• _Page_:
====

Welcome to Certified PDF documentation!
V1 of our Certified PDF Api provides the certified distribution of invoices from supplier to client.It installs an intermediary verification layer that fulfils a double purpose:
Verified source:
Clients can declare a whitelist of suppliers through a smart contract, from whom they receive periodical invoices as a measure of protection against phishing.The smart contract filters invoices based on their supplier IBAN, and therefore decides whether or not an invoice transfer is allowed.
Immutable invoices:
All invoices are stored as encrypted PDF files in MongoDb, after which we generate and store hashes for each document on a Hedera topic to prevent tampering.Once the invoice is stored, it is immutable and cannot be changed without being noticed.This documentation site describes our process flows and technical api architecture.We rely heavily on multiple rounds of security analysis to determine and eliminate potential security vulnerabilities.
Note
This project is under active development.
Contents
Source verification
There are different phishing techniques that allow insincere attackers to trick clients into paying wrongful invoices; through fake emails, redirects to malicious website url’s and misleading domains. If not for the reason of security, the practise is confusing and all-round annoying for the receiving client. Spam filters allow black lists against insincere emails, but managing blacklists is not a clean solution to the problem.
For each receiving client, our api creates a default client smart contract upon user registration, which maintains a whitelist filter of supplier IBAN numbers. The set is empty per default, which implies that clients are themselves responsible for composing their own whitelist. They should be the only ones to decide who is allowed to send them an invoice, without requiring to declare who is not (blacklist). The same contract whitelist is then used by our server to verify whether an invoice pushed by a supplier is allowed to be transferred to, or requested by the client.
Immutable invoices
All supplier invoices entering the system are stored as encrypted binary files in MongoDb, along with metadata about the invoice that is needed for further processing.
We protect our database against tampering by hashing database documents with a secret and storing them on a Hedera topic. Whenever we request data from the database, we can verify whether the document has been tampered with by verifying the hash.
Warning
We have yet to consider how to handle the case of tampering gracefully, in case it occurs. Since invoices can never be updated, rolling back to a previous version would be a viable option.
Client registration flow

Hedera account
The first thing users need to do is to create a Hedera account through the Hashpack browser plugin. It is much better to create the Hedera account from the client rather than from our server, because the user’s private credentials (master password, private key, mnemonic phrase) are never exposed outside of the user’s local machine. The procedure for registering a Hedera account can be found here: https://www.hashpack.app/post/how-to-create-your-first-account-with-hashpack.
All interactions between client and the Hedera network should be unique handled from the client without passing through an intermediary central server.
Register website account
Only after the user has created a Hedera account, (s)he will be able to register an account to our website.
Warning
Consider allowing Google / LinkedIn etc, given that the user allows “email” permission
The preliminary creation of a Hedera account is necessary first, because our backend needs the user’s account address for transferring ownership of the user’s smart contract after the email address was validated. In the backend we store the user password encrypted with a slow hashing algorithm (bcrypt), and an additional salt that is included in the hash to prevent easy recognition of duplicate passwords in the database.

====

• _Data for processing_:

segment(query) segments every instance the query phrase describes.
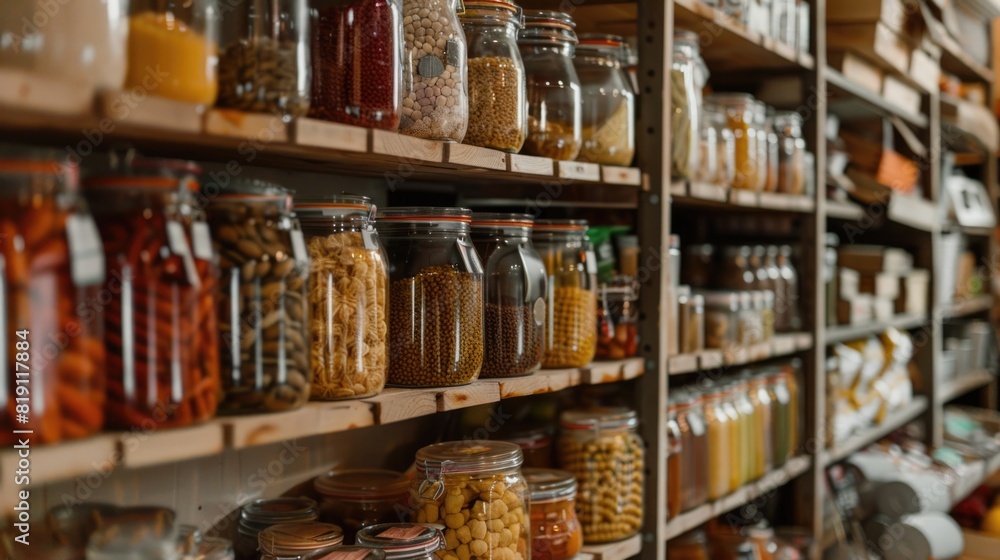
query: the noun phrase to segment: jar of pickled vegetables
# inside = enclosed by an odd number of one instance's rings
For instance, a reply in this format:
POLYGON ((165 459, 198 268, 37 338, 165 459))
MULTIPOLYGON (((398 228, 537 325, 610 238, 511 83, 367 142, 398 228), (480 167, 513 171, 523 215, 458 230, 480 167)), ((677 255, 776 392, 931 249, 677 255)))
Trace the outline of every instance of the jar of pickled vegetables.
POLYGON ((580 77, 573 66, 578 42, 575 28, 569 14, 524 11, 524 29, 517 44, 528 85, 525 154, 569 161, 580 154, 580 77))
POLYGON ((569 560, 580 552, 583 529, 576 517, 576 478, 555 469, 524 469, 531 502, 531 558, 569 560))
POLYGON ((132 0, 125 88, 212 105, 219 92, 213 0, 132 0))
POLYGON ((389 367, 389 272, 373 224, 375 206, 366 197, 343 194, 295 210, 312 263, 310 396, 376 395, 389 367))
POLYGON ((626 408, 567 410, 559 419, 559 468, 576 477, 576 510, 588 544, 631 537, 642 527, 645 450, 626 408))
POLYGON ((437 556, 524 560, 531 554, 521 449, 503 441, 449 441, 417 451, 417 523, 446 527, 437 556))
POLYGON ((583 367, 597 350, 597 257, 586 231, 586 220, 535 222, 548 272, 543 367, 583 367))

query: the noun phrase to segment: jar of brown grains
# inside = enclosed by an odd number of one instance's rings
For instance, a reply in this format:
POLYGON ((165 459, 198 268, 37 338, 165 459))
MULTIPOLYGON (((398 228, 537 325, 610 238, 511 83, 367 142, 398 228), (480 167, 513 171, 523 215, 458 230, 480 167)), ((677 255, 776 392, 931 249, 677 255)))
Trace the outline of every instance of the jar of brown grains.
POLYGON ((465 385, 483 365, 483 265, 465 208, 388 208, 389 383, 465 385))

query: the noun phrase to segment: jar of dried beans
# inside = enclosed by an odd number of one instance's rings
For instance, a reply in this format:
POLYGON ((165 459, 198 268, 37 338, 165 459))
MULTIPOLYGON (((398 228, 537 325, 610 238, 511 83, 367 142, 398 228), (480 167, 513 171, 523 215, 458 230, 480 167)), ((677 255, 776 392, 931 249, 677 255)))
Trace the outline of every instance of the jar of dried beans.
POLYGON ((464 208, 388 208, 389 383, 464 385, 483 365, 483 265, 464 208))
POLYGON ((460 0, 403 0, 402 134, 444 142, 465 138, 468 66, 460 5, 460 0))
POLYGON ((517 49, 521 9, 506 0, 468 0, 469 128, 463 142, 517 153, 528 133, 524 63, 517 49))
POLYGON ((219 106, 299 117, 309 110, 307 0, 237 2, 225 17, 219 106))
POLYGON ((576 511, 587 543, 617 541, 642 526, 644 447, 634 410, 567 410, 560 417, 559 468, 576 477, 576 511))
POLYGON ((335 0, 315 10, 310 117, 396 130, 402 10, 401 0, 335 0))
POLYGON ((513 377, 542 366, 545 264, 527 214, 476 213, 472 241, 486 270, 485 355, 480 377, 513 377))
POLYGON ((312 268, 309 313, 313 400, 370 397, 388 370, 389 273, 363 196, 299 204, 312 268))
POLYGON ((532 240, 548 272, 547 368, 583 367, 597 349, 597 257, 586 220, 538 220, 532 240))
POLYGON ((142 160, 85 183, 111 300, 108 426, 186 426, 215 414, 218 270, 208 228, 190 203, 197 172, 185 162, 142 160))
POLYGON ((12 430, 54 443, 104 424, 104 253, 77 173, 64 154, 0 148, 4 445, 14 443, 12 430))
POLYGON ((438 558, 530 558, 528 485, 518 446, 449 441, 417 451, 416 463, 416 521, 445 526, 438 558))
POLYGON ((528 84, 524 153, 559 160, 580 154, 580 78, 573 66, 576 24, 568 14, 526 10, 517 43, 528 84))
POLYGON ((261 181, 205 185, 222 278, 220 407, 227 412, 298 408, 309 400, 309 255, 288 191, 261 181))

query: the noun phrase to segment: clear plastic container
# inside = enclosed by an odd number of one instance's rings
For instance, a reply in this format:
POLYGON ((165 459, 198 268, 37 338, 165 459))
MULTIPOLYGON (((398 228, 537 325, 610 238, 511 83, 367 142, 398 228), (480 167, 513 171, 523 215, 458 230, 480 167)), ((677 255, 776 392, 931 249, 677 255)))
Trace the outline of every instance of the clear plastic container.
POLYGON ((576 476, 576 510, 588 544, 639 532, 645 449, 634 410, 567 410, 559 419, 559 468, 576 476))
POLYGON ((483 265, 464 208, 388 208, 389 383, 465 385, 483 365, 483 265))
POLYGON ((450 441, 417 451, 417 523, 446 527, 438 558, 528 558, 528 484, 521 448, 503 441, 450 441))
POLYGON ((296 206, 312 262, 310 395, 315 400, 372 396, 385 387, 389 270, 374 211, 368 198, 347 194, 296 206))
POLYGON ((517 42, 528 85, 525 154, 569 161, 580 154, 580 77, 573 66, 578 42, 575 27, 568 14, 524 11, 524 29, 517 42))
POLYGON ((396 130, 404 95, 402 11, 401 0, 336 0, 313 11, 310 117, 396 130))
POLYGON ((580 161, 630 165, 635 156, 635 93, 622 68, 624 44, 616 35, 580 37, 573 59, 581 87, 580 161))
POLYGON ((403 0, 402 134, 443 142, 465 138, 468 64, 460 6, 460 0, 403 0))
POLYGON ((527 214, 477 212, 472 241, 486 270, 485 355, 480 377, 513 377, 542 366, 547 273, 527 214))
POLYGON ((521 9, 503 0, 468 0, 461 21, 469 48, 469 128, 462 141, 516 154, 528 135, 527 86, 517 47, 521 9))
POLYGON ((309 3, 237 3, 223 18, 220 107, 301 117, 312 85, 309 3))

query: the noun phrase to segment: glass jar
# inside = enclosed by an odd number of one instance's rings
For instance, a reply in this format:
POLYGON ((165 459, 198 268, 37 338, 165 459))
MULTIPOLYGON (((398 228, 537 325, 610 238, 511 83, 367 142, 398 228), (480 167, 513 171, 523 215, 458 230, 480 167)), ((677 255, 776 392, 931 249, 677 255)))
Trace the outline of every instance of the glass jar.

====

• _Short problem A_: Present the entries as a numbered list without blank lines, from the line containing "query: the noun phrase to segment: clear" through the last line of the entries.
• _Short problem B_: Write the next part of the Certified PDF documentation, picking up after its final sentence.

• _Written reply A_:
1. query: the noun phrase to segment: clear plastic container
2. # inside = enclosed by an odd number of one instance's rings
3. For instance, a reply in this format:
4. POLYGON ((165 459, 198 268, 37 338, 165 459))
5. MULTIPOLYGON (((398 228, 537 325, 610 238, 511 83, 367 142, 398 228), (480 167, 513 171, 523 215, 458 230, 480 167)), ((677 255, 776 392, 931 249, 677 255)))
6. Trace the outline of every instance of the clear plastic container.
7. POLYGON ((576 476, 576 510, 588 544, 639 532, 645 449, 634 410, 567 410, 559 419, 559 468, 576 476))
8. POLYGON ((483 265, 464 208, 388 208, 389 383, 465 385, 483 365, 483 265))
9. POLYGON ((450 441, 417 451, 417 523, 446 527, 438 558, 528 558, 528 484, 521 448, 503 441, 450 441))
10. POLYGON ((296 206, 312 262, 310 395, 315 400, 372 396, 385 387, 389 270, 374 211, 368 198, 347 194, 296 206))
11. POLYGON ((517 42, 528 85, 525 154, 569 161, 580 154, 580 77, 573 66, 578 42, 575 27, 568 14, 524 11, 524 29, 517 42))
12. POLYGON ((396 130, 404 95, 402 11, 401 0, 336 0, 313 11, 310 117, 396 130))
13. POLYGON ((580 161, 630 165, 635 156, 635 93, 622 68, 624 44, 616 35, 580 37, 573 59, 581 87, 580 161))
14. POLYGON ((403 0, 402 134, 443 142, 465 138, 468 64, 460 6, 460 0, 403 0))
15. POLYGON ((527 214, 477 212, 472 241, 486 270, 485 355, 480 377, 513 377, 542 366, 547 273, 527 214))
16. POLYGON ((521 9, 503 0, 468 0, 461 21, 469 48, 469 128, 462 141, 516 154, 528 135, 527 86, 517 47, 521 9))
17. POLYGON ((309 3, 237 3, 223 18, 220 107, 301 117, 312 85, 309 3))
18. query: the noun phrase to segment: glass jar
19. # inside = enclosed by an odd number of one instance's rings
20. For instance, a reply in this format:
21. POLYGON ((165 459, 198 268, 37 338, 165 459))
22. MULTIPOLYGON (((398 228, 537 325, 610 238, 511 83, 367 142, 398 228), (480 167, 513 171, 523 215, 458 230, 480 167)), ((677 255, 776 392, 931 249, 677 255)))
23. Trace the outline of every instance of the glass jar.

• _Written reply B_:
The password that we store is merely useful for logging in into our website to visit user specific content and downloading invoices. In no way does it expose the Hashpack master password that is used for configuring the whitelist configuration of suppliers, since this is done through a direction connection from the client to the Hedera smart contract.
The login flow to our website follows the general oAuth2.0 flow. Even in the very unlikely event that the user’s access token gets stolen during a brief time window, the smart contract’s ownership is safe.
Backend registration flow
The registration flow in the backend follows a standard flow:

Supplier registration flow
Suppliers should prove that the IBAN they provide during registration is theirs. The client will use the IBAN number to whitelist the suppliers they receive PDF’s from.
Warning
To be defined: currently unclear
Invoice api

REST API
Suppliers should send their invoices as https POST multipart requests. The request should contain the PDF they want to publish, along with a POST body containing meta data. I.e. the client email address they want to send the invoice to, and possibly a company-specific internal invoice referenceId. The supplier should send a bearer token in the request’s Authorization header; this is the access token that they obtained during login, and that was provided by our Authorization server following the oAuth2 token flow.
Token format
Although opaque tokens would have preference (they don’t expose information embedded in the token), it requires a round trip to the Authorization server for every incoming request. It is more performant to use JWT’s, which can be parsed locally at the resource server (see oAuth2 architecture) without requiring a remote HTTP call. It could in theory be possible to encrypt the token to hide the data it contains, but there isn’t really need for this since the JWT won’t contain any secret identity information. The only thing that matters is that the JWT hasn’t been forged /
Client SDK
Following the oAuth2 flow, access tokens are generally limited in time. Since we want our flow to comply to the maximum security guidelines, we respect brief expiration times. This also means that the clients need to implement the oAuth2 refresh token flow to request new access token regularly. It is generally known that this is quite the hassle, therefore we provide a client SDK that eases the interaction with our API.
Warning
The design of the client sdk needs to be analyzed.
Store input invoices
All pdf’s that enter the system are immediately stored in a collection as encrypted binaries. We use a two-way encryption, since the pdf’s need to be decrypted when the user wants to view or download them. One reason is that it is better not to send full PDF documents as binaries through Rabbit queues because of their message size. It is better to store all documents in persistent storage, while sending meta data about the stored document through the queue. This requires less bytes to be transferred and instead allows for lightweight messaging.
Another reason is that not all PDF’s will be validated positively. We keep track of all PDF’s that entered the system in order to handle rejected invoices gracefully based on the reason of rejection.
Warning
To be decided if we need to generate proofs for all input documents (I think the answer is yes).
RabbitMq

To manage high loads of POST requests, we are required to use a queueing system like RabbitMQ (AMQP protocol) to handle back pressure (data buffering between processes). Although the REST api that we expose uses multithreading, it is insufficient on its own under high pressure. The number of rabbit listeners can be configured in Java to allow parallel processing.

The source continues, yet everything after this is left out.